**SOURCE**
Also, once there was a civilization which kept its own history, folks would notice its period was 163.75 or whatever years.

I wonder how many of the stories would be affected by its color? It would appear to be a bright, glowing red. ("brown dwarves" look red; "red dwarves" look white.)

How much heat it would provide is a good question. When the Earth is between the Sun and its companion, nights would be warmer; when the Sun is between the Earth and its companion, days would be warmer (though not by as much) and nights wouldn't be warmer. Could this either moderate or exaggerate the seasons?

I still think it would break Uranus up into an additional asteroid belt. I still don't know what it would do to Saturn.

And a lot of that is still guessing.

As for the cultural influence, would it be the King of the 'wandering stars'? The enemy brother of the Sun2, waiting to rise the army of the gods against him?

Object position labeling entries
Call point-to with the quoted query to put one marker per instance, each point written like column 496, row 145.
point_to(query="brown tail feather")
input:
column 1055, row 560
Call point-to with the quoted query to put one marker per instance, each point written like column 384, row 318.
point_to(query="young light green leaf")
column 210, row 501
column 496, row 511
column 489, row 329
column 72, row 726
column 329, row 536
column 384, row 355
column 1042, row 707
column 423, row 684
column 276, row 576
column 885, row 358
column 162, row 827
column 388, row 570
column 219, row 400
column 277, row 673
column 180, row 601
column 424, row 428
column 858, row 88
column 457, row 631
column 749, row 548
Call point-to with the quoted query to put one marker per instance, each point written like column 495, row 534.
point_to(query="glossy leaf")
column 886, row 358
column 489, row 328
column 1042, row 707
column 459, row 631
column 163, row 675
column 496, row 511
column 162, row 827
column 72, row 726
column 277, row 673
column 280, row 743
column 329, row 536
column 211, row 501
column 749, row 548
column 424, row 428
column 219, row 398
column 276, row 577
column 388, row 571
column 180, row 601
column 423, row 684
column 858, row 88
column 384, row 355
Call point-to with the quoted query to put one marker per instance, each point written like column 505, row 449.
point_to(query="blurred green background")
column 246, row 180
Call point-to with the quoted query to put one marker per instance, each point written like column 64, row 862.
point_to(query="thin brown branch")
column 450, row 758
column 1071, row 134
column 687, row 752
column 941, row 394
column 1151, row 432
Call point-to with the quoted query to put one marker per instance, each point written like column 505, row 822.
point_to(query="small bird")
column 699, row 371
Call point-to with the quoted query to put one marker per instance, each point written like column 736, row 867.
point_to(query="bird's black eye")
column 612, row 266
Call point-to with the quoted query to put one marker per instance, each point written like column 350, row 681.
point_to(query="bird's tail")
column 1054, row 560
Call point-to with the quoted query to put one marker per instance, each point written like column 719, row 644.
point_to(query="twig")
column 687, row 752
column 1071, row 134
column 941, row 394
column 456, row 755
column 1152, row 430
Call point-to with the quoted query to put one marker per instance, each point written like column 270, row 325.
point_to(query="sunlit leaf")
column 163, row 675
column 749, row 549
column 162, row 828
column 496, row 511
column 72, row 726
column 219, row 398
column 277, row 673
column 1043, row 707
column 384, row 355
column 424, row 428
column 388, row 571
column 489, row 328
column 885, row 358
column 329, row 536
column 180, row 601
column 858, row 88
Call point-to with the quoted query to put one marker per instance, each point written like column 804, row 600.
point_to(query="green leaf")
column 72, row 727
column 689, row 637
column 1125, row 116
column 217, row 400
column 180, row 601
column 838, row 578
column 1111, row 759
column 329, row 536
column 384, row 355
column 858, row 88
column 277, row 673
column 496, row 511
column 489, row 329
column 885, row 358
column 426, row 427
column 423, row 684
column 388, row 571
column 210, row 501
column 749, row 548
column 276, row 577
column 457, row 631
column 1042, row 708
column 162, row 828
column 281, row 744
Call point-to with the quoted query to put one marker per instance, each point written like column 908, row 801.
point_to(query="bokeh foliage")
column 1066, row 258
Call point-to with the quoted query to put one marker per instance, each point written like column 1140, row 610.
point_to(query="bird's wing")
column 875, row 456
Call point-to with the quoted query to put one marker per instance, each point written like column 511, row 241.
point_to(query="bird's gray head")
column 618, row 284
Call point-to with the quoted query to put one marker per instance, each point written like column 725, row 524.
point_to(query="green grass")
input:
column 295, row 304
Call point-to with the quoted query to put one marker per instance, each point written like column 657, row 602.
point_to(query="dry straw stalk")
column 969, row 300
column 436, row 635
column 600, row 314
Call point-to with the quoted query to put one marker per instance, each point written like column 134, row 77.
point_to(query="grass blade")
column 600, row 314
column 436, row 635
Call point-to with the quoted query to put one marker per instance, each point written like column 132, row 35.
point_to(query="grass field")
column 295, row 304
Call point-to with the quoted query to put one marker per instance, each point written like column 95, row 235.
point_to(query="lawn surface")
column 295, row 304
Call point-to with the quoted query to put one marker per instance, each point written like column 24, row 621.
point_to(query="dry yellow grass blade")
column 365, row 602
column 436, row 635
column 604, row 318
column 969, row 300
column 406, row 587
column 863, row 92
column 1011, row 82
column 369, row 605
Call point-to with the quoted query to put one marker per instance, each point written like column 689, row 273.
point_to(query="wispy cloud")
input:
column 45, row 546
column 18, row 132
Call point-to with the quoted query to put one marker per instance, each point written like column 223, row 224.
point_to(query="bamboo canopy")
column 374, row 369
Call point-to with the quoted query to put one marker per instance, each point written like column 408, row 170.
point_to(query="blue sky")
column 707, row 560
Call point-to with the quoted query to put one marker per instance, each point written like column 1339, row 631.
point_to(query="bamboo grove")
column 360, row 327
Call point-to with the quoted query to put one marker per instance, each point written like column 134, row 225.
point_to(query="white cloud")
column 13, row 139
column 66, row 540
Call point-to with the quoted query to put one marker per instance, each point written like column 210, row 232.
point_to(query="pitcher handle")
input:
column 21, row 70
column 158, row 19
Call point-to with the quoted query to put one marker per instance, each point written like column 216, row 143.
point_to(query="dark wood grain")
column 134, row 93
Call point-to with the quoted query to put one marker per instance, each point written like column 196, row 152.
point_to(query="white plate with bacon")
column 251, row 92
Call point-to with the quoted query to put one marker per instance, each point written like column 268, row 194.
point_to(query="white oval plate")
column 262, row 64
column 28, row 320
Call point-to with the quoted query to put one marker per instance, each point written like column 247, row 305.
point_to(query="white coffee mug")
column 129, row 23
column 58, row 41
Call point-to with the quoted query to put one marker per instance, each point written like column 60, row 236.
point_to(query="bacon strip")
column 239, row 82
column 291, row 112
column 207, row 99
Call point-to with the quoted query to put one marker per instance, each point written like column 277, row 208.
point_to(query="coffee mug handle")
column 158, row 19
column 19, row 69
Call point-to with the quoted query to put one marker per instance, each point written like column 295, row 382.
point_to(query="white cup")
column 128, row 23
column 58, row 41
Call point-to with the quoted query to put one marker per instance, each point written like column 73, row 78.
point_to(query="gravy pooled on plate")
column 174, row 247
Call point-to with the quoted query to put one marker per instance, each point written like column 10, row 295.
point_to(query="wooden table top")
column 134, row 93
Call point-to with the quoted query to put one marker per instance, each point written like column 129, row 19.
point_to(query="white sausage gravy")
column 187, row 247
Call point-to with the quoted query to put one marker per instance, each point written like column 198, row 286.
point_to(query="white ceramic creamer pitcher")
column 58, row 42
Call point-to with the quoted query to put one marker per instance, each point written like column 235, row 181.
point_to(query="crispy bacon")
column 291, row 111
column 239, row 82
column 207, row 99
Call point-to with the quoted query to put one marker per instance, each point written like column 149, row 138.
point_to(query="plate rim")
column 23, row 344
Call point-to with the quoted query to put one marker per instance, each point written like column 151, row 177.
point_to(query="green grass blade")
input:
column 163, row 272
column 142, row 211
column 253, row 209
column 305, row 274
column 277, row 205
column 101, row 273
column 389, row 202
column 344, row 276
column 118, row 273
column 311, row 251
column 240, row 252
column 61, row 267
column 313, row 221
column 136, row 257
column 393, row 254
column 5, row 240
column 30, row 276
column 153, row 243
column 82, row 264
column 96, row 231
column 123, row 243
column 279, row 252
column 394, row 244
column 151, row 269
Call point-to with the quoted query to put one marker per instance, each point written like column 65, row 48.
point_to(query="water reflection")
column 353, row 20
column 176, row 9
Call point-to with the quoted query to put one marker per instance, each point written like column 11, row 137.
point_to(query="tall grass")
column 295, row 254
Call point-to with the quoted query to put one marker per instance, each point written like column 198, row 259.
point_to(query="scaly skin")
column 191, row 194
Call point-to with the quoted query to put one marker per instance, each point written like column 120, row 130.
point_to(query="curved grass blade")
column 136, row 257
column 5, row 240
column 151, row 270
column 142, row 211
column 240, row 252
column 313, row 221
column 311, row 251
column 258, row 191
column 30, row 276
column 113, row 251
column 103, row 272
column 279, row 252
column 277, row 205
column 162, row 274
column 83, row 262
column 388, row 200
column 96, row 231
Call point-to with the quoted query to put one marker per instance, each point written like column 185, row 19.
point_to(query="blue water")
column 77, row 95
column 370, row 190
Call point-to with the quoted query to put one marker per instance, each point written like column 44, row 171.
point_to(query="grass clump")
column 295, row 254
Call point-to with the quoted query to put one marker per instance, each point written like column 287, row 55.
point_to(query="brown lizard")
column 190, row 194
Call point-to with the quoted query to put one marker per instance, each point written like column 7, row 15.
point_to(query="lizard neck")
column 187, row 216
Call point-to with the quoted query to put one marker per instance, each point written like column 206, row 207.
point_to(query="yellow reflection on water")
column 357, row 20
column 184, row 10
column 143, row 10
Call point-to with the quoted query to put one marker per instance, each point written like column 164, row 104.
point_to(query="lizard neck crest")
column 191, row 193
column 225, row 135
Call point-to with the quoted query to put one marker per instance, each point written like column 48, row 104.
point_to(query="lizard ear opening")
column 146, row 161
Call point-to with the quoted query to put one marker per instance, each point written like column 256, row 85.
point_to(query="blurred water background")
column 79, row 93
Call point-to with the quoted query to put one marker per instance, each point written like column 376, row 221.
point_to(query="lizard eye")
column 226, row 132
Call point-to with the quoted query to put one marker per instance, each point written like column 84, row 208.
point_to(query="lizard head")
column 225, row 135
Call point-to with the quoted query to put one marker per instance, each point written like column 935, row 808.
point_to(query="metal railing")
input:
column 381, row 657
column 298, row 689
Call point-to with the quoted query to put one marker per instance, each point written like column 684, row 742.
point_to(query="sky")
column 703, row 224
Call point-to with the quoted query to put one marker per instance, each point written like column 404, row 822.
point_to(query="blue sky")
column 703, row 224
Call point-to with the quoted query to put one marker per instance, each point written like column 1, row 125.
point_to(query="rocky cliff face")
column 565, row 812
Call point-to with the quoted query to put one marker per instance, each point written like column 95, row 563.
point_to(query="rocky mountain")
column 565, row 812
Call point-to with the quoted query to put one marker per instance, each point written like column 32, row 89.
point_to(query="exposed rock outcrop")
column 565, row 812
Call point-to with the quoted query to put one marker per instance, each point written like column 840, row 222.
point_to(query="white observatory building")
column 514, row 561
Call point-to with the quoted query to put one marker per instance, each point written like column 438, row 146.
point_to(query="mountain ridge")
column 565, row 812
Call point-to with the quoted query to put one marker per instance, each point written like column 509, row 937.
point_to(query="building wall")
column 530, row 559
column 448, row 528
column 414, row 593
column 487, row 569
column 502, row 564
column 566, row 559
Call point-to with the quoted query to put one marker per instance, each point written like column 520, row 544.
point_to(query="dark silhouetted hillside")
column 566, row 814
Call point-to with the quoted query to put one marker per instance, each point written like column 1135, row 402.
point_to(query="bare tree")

**AIM OF THE EXERCISE**
Please retype the passage about the Sun's companion in full, word for word. The listing has nothing to do with the passage about the Sun's companion.

**RESPONSE FOR THIS EXERCISE**
Also, once there was a civilization which kept its own history, folks would notice its period was 163.75 or whatever years.

I wonder how many of the stories would be affected by its color? It would appear to be a bright, glowing red. ("brown dwarves" look red; "red dwarves" look white.)

How much heat it would provide is a good question. When the Earth is between the Sun and its companion, nights would be warmer; when the Sun is between the Earth and its companion, days would be warmer (though not by as much) and nights wouldn't be warmer. Could this either moderate or exaggerate the seasons?

I still think it would break Uranus up into an additional asteroid belt. I still don't know what it would do to Saturn.

And a lot of that is still guessing.

As for the cultural influence, would it be the King of the 'wandering stars'? The enemy brother of the Sun2, waiting to rise the army of the gods against him?